SÉRIE D'EXERCICES:
(a) Répondez aux questions suivantes d'après le témoignage sur l'occupation de Bordeaux II :
(i) Quel appel, évoqué dans le témoignage, disait « à bas le salariat » ?
(ii) Combien d'heures par nuit dormait-on pendant l'occupation de la fac ?
(iii) À combien de mètres du groupe se tenait, pendant les manifs, l'homme de la police muni d'une caméra ?
(b) Recopiez mot pour mot, s'il vous plaît, le passage du témoignage sur l'occupation de Bordeaux II allant de « L’occupation de Bordeaux » jusqu'à « fac, c’est nous. » inclus.

PAGE:
··········
L’occupation de Bordeaux II c’était énorme ! Je me souviens de sortir d’AG, de marcher dans la fac, d’aller partout pour arrêter les cours, avec juste ce sentiment-là, le sentiment de se dire : là, la fac, c’est nous.

C’était vraiment un basculement

Très vite après il y a eu l’appel de Raspail [1], qui était vraiment important. C’était un texte qui parlait d’autre chose que de la réforme, qui disait « à bas le salariat ». Quand on l’a lu, on s’est dit : « on n’est pas les seuls ! » Dans les semaines qui ont suivi, j’ai eu l’impression d’entendre partout, même de la part de gens que j’aurais cru plus modérés, « nous le CPE on s’en fout, là on se bat contre le travail, contre le salariat ».
L’occupation de la fac, c’était la folie, une folie géniale. Jamais j’aurais cru que j’étais capable de faire ça, dormir trois heures par nuit, manger que du pain récupéré au Resto U. entre deux discussions… C’était une rupture totale avec le quotidien, même le quotidien militant. Je me souviens que des fois on se retrouvait au local avec les potes, et on se sentait un peu comme des couillons…
Dans les manifs, on était assez inexpérimenté (à Bordeaux, il y a eu très peu de confrontations, juste un jour, il y a eu une baston avec le service d’ordre qui avait livré des gens à la police) mais on avait envie que ça parte en affrontement. Alors on était masqué, on se trimballait en groupe, en mode vraiment grillé, gros keffiehs, casquettes, bonnets, blousons noirs… J’exagère un peu, mais c’était comme ça. Ce qui fait qu’aux premières actions, l’occupation de l’UMP, on s’est retrouvé en première page des deux quotidiens gratuits ! Forcément, on avait des gueules de hooligans… Du coup, un mec de la police s’est mis à nous suivre en permanence avec une caméra. Pendant les manifs, il était à 20 mètres de nous et comme on n’était pas assez fort pour le virer, il faisait un peu partie de notre groupe !
··········
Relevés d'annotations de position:
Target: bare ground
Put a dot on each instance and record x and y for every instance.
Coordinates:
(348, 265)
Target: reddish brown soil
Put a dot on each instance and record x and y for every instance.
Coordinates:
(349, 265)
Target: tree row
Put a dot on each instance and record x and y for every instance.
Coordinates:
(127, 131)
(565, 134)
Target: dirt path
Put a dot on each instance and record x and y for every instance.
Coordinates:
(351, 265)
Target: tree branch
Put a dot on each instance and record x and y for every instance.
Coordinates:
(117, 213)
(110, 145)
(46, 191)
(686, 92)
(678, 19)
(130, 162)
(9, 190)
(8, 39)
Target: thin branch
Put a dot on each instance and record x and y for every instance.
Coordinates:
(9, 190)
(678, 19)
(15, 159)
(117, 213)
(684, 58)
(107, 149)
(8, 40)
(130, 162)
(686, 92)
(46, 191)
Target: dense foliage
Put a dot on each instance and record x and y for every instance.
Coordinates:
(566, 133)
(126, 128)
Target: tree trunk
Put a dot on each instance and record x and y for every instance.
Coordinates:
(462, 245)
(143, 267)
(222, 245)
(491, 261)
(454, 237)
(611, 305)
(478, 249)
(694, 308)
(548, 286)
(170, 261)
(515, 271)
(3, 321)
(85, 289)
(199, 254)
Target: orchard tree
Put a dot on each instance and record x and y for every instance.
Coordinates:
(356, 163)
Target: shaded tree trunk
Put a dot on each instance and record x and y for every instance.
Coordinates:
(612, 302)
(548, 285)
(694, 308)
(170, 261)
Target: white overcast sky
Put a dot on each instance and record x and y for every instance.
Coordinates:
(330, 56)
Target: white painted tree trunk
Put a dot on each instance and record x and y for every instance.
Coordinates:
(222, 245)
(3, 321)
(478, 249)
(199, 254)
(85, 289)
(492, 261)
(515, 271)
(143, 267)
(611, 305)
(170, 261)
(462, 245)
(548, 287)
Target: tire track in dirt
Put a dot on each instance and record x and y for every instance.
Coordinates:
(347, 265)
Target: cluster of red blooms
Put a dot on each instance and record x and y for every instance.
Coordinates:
··········
CORRIGÉ DES EXERCICES:
(a)
(i) L'appel de Raspail.
(ii) Trois heures.
(iii) À 20 mètres.

(b)
L’occupation de Bordeaux II c’était énorme ! Je me souviens de sortir d’AG, de marcher dans la fac, d’aller partout pour arrêter les cours, avec juste ce sentiment-là, le sentiment de se dire : là, la fac, c’est nous.